*** Begin section ***
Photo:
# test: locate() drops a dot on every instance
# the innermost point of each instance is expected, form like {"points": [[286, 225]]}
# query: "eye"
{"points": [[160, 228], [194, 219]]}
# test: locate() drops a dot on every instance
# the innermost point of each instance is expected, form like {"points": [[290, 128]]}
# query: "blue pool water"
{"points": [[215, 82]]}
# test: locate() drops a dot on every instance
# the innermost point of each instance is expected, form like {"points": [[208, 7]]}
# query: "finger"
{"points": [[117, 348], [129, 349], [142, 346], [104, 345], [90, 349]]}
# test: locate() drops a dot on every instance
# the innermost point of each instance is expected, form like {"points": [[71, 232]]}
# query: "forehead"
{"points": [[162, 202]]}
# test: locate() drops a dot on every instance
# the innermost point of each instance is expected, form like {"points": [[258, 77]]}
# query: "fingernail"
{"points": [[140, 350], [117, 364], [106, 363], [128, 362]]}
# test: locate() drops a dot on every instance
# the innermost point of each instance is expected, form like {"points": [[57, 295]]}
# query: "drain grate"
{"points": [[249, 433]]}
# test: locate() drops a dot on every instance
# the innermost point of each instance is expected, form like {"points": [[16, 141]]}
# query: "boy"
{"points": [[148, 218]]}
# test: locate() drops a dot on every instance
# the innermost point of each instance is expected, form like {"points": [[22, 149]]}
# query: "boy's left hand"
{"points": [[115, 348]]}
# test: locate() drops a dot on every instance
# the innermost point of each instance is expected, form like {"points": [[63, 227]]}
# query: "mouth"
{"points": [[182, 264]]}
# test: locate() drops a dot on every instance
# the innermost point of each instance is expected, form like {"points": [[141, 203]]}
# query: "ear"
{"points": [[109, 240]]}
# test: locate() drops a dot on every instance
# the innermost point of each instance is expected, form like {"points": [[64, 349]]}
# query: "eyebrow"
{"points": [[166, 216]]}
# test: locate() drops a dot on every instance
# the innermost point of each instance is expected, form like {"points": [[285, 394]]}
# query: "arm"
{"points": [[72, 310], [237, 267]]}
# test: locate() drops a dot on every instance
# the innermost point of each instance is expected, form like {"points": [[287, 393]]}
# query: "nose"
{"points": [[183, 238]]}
*** End section ***
WORK INSTRUCTIONS
Return the full listing, character for character.

YOUR SOLUTION
Photo:
# test: locate() drops a dot on every instance
# the innermost point of each instance is expected, form like {"points": [[286, 225]]}
# query: "eye"
{"points": [[160, 228], [194, 219]]}
# test: locate() drops a dot on every instance
# the innermost point of each instance is expected, form like {"points": [[290, 128]]}
# query: "blue pool water"
{"points": [[215, 82]]}
# test: locate() drops a dot on every instance
# the innermost point of each instance is expected, form like {"points": [[208, 7]]}
# query: "finger"
{"points": [[117, 348], [129, 349], [142, 346], [104, 345], [90, 349]]}
# test: locate() drops a dot on every instance
# the innermost point of each instance is expected, form like {"points": [[71, 232]]}
# query: "forehead"
{"points": [[162, 202]]}
# test: locate() drops a dot on every instance
# the innermost point of each instance is expected, form like {"points": [[258, 77]]}
# query: "fingernail"
{"points": [[140, 350], [117, 364], [106, 363], [128, 362]]}
# test: locate() drops a dot on every instance
# the innermost point of each instance is expected, form like {"points": [[57, 295]]}
# query: "drain grate"
{"points": [[249, 433]]}
# test: locate() drops a dot on every instance
# the innermost point of each instance is expected, form like {"points": [[16, 141]]}
# query: "boy"
{"points": [[148, 218]]}
# test: locate() drops a dot on every instance
# the innermost point of each instance is expected, form like {"points": [[22, 149]]}
# query: "boy's left hand"
{"points": [[115, 348]]}
# test: locate() drops a dot on every instance
# the innermost point of each instance is expected, form like {"points": [[63, 227]]}
# query: "mouth"
{"points": [[182, 264]]}
# test: locate() drops a dot on every instance
# the innermost point of each instance is expected, form like {"points": [[141, 203]]}
# query: "ear"
{"points": [[109, 240]]}
# test: locate() drops a dot on every instance
# the innermost point of each instance is expected, form like {"points": [[64, 349]]}
# query: "eyebrow"
{"points": [[166, 216]]}
# test: locate() drops a dot on every instance
# the innermost point of each instance is expected, form like {"points": [[285, 394]]}
# query: "arm"
{"points": [[72, 310], [237, 267]]}
# test: locate() drops a dot on every instance
# the innermost point of each instance is expected, form like {"points": [[287, 393]]}
# query: "nose"
{"points": [[183, 238]]}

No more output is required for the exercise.